_Questions on the material_.
(a) According to the sun safety advice below, what Sun Protection Factor should sunscreen have?
(b) Translate this sentence from the sun safety advice below into Spanish: "Always make sure children wear a hat, preferably a broad-brimmed hat to protect the ears and back of the neck as well."
(c) Return the passage of the sun safety advice below from "Holidays in the" up to and including "neck as well.", copied exactly.

*** Opening of Document text ***

Advice on how to keep children safe in the sun

Advice on how to keep children safe in the sun


Holidays in the sun can be a testing time for parents as they have to judge how long to let their children play out in the sun.

Dr Nevianna Tomson is a consultant dermatologist at BMI St Edmunds Hospital and spokesman for the British Association of Dermatologists. Here she provides 10 top tips on how to keep your children safe in the sun.


1. Children are better protected from the sun’s harmful rays by wearing long-sleeved clothes (trousers, long skirts, long-sleeved tops) made of closely woven material. Natural fibres such as cotton are best, as the material breaths easily and keeps children cool.

2. Always make sure children wear a hat, preferably a broad-brimmed hat to protect the ears and back of the neck as well.

3. I always advise the use of sunscreen creams and lotions with Sun Protection Factor (SPF) of 30 or even higher, as SPF30 is generally considered to give reasonable protection. My guide to sunscreens may help with this.

4. Remember, plaster it on and keep topping it up. When sunscreens are tested in a controlled laboratory environment, they are applied very generously – to an extent where the skin is white because of the amount of the sunscreen used.

When your child is playing in the sun some will rub off, some will be washed away by sweat and, of course, much will be lost if they do go in the water. Therefore, it is important to reapply sunscreen regularly to their skin.

*** Close of Document text ***
*** Opening of Data to examine ***

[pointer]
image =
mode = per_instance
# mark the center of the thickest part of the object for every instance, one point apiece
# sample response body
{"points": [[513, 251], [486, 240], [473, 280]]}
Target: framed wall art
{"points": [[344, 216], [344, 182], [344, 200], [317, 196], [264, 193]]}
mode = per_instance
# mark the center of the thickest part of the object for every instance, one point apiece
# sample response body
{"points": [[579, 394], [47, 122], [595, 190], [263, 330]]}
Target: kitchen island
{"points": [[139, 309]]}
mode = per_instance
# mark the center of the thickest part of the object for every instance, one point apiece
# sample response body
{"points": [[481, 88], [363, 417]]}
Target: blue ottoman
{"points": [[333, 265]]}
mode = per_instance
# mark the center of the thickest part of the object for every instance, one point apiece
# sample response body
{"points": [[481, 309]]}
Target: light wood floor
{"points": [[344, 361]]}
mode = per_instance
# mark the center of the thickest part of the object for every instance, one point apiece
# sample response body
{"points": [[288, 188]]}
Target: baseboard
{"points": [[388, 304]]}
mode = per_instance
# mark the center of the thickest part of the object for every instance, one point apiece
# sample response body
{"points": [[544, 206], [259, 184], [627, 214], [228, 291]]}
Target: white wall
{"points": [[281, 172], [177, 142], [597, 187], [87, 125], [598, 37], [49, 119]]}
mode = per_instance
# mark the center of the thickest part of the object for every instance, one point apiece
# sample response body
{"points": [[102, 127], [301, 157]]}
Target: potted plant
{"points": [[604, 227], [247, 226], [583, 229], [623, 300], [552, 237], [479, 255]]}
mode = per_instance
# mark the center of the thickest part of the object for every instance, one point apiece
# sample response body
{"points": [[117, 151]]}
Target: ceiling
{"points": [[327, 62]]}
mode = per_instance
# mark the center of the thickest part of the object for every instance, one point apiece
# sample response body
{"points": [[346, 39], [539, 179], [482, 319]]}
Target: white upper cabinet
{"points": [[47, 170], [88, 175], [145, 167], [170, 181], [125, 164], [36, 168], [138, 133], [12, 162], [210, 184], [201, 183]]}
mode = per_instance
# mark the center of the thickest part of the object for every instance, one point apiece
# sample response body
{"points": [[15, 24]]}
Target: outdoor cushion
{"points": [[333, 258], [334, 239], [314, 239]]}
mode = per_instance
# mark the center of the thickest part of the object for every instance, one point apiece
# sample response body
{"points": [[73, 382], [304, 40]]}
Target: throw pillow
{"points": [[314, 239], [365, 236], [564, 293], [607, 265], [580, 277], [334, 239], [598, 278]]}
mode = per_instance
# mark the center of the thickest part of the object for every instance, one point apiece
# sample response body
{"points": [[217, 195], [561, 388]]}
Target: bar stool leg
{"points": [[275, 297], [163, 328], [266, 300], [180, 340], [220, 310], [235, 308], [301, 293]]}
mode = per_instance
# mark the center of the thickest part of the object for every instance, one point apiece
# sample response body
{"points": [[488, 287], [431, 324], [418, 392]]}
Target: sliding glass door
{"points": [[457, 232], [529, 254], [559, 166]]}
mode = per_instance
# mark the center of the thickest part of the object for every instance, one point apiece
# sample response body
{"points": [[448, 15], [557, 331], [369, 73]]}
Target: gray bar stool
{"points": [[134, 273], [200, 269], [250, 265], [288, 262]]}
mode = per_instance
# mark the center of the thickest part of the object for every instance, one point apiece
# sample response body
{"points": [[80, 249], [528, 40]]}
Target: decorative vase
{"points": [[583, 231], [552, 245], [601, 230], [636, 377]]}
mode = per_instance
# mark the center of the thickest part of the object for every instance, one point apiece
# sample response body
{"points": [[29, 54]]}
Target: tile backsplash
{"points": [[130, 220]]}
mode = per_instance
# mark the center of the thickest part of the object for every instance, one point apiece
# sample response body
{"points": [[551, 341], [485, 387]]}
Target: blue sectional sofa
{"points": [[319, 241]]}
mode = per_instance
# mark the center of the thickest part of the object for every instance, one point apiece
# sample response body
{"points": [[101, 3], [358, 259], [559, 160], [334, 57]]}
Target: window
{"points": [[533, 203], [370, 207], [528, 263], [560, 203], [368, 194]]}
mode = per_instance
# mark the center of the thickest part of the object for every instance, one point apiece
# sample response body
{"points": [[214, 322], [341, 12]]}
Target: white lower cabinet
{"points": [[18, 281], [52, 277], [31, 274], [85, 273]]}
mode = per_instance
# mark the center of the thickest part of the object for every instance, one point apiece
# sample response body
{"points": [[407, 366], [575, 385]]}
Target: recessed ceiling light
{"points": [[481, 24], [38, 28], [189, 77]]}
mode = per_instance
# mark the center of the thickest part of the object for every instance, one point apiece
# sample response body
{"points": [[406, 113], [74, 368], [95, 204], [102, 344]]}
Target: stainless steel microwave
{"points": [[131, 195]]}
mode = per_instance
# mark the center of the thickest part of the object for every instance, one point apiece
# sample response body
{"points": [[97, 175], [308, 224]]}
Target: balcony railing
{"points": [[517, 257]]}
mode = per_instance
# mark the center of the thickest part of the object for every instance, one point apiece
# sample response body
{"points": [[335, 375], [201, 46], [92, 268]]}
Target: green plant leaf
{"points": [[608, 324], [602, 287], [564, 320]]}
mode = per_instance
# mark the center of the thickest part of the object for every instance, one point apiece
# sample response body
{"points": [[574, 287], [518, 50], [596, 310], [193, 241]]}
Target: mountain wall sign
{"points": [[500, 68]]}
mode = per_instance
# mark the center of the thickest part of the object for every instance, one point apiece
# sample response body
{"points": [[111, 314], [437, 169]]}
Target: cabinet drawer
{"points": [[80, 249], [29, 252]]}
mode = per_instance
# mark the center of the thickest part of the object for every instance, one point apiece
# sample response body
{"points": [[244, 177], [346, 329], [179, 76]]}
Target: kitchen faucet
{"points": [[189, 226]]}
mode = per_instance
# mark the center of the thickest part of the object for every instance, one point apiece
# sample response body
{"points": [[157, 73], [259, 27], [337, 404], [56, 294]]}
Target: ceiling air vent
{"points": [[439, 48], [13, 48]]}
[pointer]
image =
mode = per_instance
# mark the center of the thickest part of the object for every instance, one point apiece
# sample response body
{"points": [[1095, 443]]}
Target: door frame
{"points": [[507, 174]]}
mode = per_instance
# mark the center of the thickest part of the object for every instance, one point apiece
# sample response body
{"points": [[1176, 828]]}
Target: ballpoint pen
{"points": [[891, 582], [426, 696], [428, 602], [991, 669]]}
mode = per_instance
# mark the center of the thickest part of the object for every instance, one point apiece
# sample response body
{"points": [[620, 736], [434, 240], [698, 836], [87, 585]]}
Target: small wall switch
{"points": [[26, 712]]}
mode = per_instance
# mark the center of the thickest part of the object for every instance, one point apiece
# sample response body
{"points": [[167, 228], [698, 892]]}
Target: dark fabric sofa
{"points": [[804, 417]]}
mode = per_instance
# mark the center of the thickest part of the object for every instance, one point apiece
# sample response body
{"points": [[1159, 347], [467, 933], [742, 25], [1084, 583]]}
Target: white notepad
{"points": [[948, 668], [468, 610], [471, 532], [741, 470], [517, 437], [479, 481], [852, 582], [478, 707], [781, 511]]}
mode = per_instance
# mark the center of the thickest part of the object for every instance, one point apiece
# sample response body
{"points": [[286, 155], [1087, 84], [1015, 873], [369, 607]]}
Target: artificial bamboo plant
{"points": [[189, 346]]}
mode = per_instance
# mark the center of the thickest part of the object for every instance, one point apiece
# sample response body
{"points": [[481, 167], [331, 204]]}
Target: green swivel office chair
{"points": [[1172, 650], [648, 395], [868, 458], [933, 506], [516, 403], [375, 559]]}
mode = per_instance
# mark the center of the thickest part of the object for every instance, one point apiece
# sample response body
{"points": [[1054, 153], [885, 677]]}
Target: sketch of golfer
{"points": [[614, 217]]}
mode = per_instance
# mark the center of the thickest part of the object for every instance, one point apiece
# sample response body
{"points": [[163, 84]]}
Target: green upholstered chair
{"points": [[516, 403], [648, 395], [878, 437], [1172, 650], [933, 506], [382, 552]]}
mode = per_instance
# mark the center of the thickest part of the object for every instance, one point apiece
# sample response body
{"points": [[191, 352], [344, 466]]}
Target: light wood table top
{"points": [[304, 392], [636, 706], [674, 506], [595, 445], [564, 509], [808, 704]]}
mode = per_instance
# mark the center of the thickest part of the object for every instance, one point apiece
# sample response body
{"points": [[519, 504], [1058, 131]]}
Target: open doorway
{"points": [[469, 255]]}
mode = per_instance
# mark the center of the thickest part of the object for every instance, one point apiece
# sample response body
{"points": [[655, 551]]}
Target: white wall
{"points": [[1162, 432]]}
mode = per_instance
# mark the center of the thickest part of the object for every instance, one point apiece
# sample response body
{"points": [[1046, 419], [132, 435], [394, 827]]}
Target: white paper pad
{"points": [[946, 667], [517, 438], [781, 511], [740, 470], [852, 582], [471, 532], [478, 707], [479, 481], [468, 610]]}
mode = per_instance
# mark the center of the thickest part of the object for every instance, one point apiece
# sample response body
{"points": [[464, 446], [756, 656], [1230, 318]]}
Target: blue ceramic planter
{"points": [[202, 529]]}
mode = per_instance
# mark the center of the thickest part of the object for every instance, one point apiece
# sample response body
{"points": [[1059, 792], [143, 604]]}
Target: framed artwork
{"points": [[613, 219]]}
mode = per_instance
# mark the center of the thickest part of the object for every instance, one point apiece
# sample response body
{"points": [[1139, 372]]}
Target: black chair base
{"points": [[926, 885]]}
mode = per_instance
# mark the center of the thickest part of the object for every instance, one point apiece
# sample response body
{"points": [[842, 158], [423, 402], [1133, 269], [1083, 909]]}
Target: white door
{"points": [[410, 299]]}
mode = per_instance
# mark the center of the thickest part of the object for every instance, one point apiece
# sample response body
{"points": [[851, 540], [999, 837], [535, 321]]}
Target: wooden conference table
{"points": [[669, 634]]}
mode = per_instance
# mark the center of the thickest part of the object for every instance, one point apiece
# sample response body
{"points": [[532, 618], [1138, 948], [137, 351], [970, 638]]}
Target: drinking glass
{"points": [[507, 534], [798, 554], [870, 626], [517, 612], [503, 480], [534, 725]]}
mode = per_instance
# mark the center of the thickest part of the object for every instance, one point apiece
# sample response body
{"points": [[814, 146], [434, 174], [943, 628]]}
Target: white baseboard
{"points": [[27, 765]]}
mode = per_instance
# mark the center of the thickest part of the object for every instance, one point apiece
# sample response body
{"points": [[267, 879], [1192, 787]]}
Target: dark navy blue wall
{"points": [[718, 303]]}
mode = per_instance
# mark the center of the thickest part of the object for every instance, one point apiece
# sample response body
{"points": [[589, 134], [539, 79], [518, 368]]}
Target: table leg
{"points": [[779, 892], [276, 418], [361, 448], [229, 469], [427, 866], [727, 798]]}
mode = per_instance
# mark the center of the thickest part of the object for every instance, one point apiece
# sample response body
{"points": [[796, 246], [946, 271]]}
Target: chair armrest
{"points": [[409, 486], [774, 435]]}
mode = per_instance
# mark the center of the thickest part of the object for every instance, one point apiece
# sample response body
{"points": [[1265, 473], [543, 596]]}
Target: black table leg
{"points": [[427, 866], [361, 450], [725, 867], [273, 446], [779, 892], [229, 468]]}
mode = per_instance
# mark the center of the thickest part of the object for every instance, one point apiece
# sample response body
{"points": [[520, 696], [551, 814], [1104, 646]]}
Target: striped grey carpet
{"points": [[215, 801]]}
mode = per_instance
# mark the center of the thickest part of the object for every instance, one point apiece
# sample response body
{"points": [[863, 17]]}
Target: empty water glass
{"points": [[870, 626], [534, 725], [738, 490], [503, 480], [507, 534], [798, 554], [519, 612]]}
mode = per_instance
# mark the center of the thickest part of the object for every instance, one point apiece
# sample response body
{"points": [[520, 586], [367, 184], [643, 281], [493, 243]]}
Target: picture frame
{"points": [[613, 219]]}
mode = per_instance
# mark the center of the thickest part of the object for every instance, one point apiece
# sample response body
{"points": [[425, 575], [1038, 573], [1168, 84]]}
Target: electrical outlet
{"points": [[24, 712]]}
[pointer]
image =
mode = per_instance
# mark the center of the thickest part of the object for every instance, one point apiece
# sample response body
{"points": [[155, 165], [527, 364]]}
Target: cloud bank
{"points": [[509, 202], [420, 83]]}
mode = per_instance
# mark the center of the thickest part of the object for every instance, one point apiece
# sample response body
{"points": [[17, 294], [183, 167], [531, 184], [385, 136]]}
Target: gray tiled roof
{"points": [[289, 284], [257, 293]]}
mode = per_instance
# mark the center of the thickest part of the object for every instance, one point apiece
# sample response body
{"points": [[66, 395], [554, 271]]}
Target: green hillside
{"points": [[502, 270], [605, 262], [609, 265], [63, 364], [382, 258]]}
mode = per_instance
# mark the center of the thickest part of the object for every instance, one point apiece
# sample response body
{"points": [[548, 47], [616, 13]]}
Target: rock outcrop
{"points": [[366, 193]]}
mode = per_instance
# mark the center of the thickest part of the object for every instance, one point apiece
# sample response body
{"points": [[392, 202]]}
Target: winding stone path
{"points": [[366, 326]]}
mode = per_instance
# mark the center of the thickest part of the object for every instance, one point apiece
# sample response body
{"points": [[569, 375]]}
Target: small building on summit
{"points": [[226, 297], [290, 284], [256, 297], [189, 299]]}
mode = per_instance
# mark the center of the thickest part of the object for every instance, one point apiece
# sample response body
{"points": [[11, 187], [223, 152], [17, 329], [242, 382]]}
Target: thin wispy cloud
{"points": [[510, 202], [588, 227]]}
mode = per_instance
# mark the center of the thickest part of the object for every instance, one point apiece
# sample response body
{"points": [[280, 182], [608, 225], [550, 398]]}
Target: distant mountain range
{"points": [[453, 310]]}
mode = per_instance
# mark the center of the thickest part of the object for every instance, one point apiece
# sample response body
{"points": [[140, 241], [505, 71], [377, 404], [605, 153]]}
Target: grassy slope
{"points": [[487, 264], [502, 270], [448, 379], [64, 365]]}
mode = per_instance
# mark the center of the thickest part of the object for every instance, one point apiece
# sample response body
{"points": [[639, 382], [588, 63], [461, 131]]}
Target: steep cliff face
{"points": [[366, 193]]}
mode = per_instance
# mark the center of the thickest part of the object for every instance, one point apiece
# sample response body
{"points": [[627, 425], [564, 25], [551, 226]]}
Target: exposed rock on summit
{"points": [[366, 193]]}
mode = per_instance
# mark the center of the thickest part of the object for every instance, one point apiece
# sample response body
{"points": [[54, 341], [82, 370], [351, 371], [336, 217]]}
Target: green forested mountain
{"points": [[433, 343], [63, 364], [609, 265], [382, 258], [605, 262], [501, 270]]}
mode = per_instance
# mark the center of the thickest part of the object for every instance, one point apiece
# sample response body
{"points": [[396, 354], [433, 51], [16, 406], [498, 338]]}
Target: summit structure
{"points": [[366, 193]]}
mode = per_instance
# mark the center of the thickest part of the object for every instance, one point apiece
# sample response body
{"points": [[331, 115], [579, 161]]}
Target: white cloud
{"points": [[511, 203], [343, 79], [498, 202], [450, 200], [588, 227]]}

*** Close of Data to examine ***

_Answers for the tasks_.
(a) SPF 30 or even higher.

(b) Asegúrese siempre de que los niños lleven sombrero, preferiblemente uno de ala ancha para proteger también las orejas y la nuca.

(c)
Holidays in the sun can be a testing time for parents as they have to judge how long to let their children play out in the sun.

Dr Nevianna Tomson is a consultant dermatologist at BMI St Edmunds Hospital and spokesman for the British Association of Dermatologists. Here she provides 10 top tips on how to keep your children safe in the sun.


1. Children are better protected from the sun’s harmful rays by wearing long-sleeved clothes (trousers, long skirts, long-sleeved tops) made of closely woven material. Natural fibres such as cotton are best, as the material breaths easily and keeps children cool.

2. Always make sure children wear a hat, preferably a broad-brimmed hat to protect the ears and back of the neck as well.